WHAT TO PRODUCE:
Can you set out every line of the records below as a Markdown table, with a "Row" column for the row number and a "Text" column for the line, skipping blank lines? Leave the pictures out of your answer.
::: MATERIAL PROVIDED
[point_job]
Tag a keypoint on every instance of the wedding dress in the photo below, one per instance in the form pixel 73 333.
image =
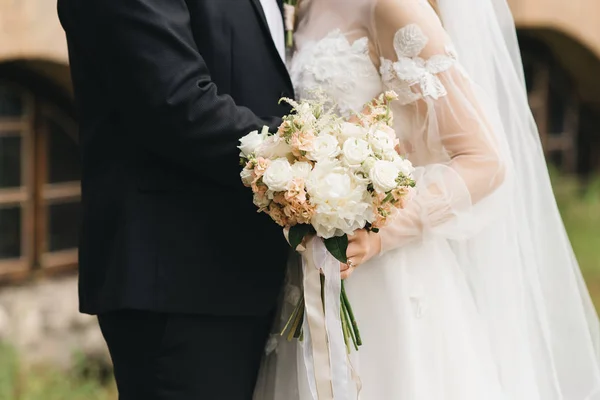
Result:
pixel 476 295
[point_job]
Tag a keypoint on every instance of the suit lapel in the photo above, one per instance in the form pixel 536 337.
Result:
pixel 265 27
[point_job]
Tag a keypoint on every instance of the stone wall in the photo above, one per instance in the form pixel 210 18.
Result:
pixel 43 323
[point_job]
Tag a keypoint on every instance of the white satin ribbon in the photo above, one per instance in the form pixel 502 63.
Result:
pixel 327 365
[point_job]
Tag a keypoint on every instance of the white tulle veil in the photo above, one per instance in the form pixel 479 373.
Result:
pixel 523 273
pixel 512 246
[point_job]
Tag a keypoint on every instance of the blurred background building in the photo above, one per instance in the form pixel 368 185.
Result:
pixel 40 168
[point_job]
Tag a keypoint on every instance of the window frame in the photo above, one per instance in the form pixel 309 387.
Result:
pixel 35 194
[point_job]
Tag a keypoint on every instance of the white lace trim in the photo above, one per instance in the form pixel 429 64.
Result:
pixel 411 70
pixel 341 69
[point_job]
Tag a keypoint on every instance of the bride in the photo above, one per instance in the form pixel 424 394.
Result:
pixel 472 292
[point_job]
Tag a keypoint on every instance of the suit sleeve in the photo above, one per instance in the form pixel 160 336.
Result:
pixel 149 59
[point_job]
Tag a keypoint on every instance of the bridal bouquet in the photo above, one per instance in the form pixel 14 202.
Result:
pixel 320 174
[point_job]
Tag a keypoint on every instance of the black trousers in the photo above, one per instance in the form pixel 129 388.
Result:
pixel 184 357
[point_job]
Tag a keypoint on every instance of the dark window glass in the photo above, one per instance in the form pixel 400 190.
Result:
pixel 63 155
pixel 10 161
pixel 10 232
pixel 63 226
pixel 11 102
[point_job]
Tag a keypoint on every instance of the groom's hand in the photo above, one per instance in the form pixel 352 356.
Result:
::::::
COMPLETED EXERCISE:
| Row | Text |
|---|---|
| 1 | [point_job] |
| 2 | Tag a keypoint on every instance of the wedding dress in the photo below, one per instance in the form pixel 73 333. |
| 3 | image = |
| 4 | Result: |
| 5 | pixel 476 295 |
| 6 | [point_job] |
| 7 | Tag a keypoint on every instance of the suit lapel in the photo above, one per instance in the form pixel 536 337. |
| 8 | Result: |
| 9 | pixel 265 27 |
| 10 | [point_job] |
| 11 | Tag a keypoint on every instance of the stone wall in the photo above, one per instance in the form pixel 210 18. |
| 12 | Result: |
| 13 | pixel 43 323 |
| 14 | [point_job] |
| 15 | Tag a keypoint on every instance of the white satin ribbon in the photo above, one per instance in the form pixel 502 63. |
| 16 | Result: |
| 17 | pixel 327 365 |
| 18 | [point_job] |
| 19 | Tag a keypoint on every instance of the white tulle veil in the photo above, one per instance in the form pixel 479 373. |
| 20 | Result: |
| 21 | pixel 523 273 |
| 22 | pixel 512 246 |
| 23 | [point_job] |
| 24 | Tag a keypoint on every instance of the blurred background building in the photo above, one per instance in the form pixel 368 185. |
| 25 | Result: |
| 26 | pixel 40 168 |
| 27 | [point_job] |
| 28 | Tag a keypoint on every instance of the window frame in the photo above, one per instance in the form pixel 309 387. |
| 29 | Result: |
| 30 | pixel 35 194 |
| 31 | [point_job] |
| 32 | Tag a keypoint on every instance of the white lace trim in the photo above, one per instance in the form pixel 429 64. |
| 33 | Result: |
| 34 | pixel 411 70 |
| 35 | pixel 341 69 |
| 36 | [point_job] |
| 37 | Tag a keypoint on every instance of the bride in the photo above, one per instance in the form pixel 424 394. |
| 38 | Result: |
| 39 | pixel 472 292 |
| 40 | [point_job] |
| 41 | Tag a keypoint on every instance of the suit sleeve in the photo above, one per instance in the form pixel 160 336. |
| 42 | Result: |
| 43 | pixel 149 59 |
| 44 | [point_job] |
| 45 | Tag a keypoint on every instance of the bridal bouquet in the photo above, one per instance in the form pixel 14 202. |
| 46 | Result: |
| 47 | pixel 320 174 |
| 48 | [point_job] |
| 49 | Tag a keypoint on every instance of the black trousers in the photo above, one per instance in the form pixel 129 388. |
| 50 | Result: |
| 51 | pixel 184 357 |
| 52 | [point_job] |
| 53 | Tag a keypoint on every instance of the dark window glass in the photo above, one per instance in the form pixel 400 190. |
| 54 | Result: |
| 55 | pixel 63 155 |
| 56 | pixel 10 161 |
| 57 | pixel 10 232 |
| 58 | pixel 63 226 |
| 59 | pixel 11 102 |
| 60 | [point_job] |
| 61 | Tag a keypoint on every instance of the groom's hand in the photo above, one per instance in the form pixel 352 356. |
| 62 | Result: |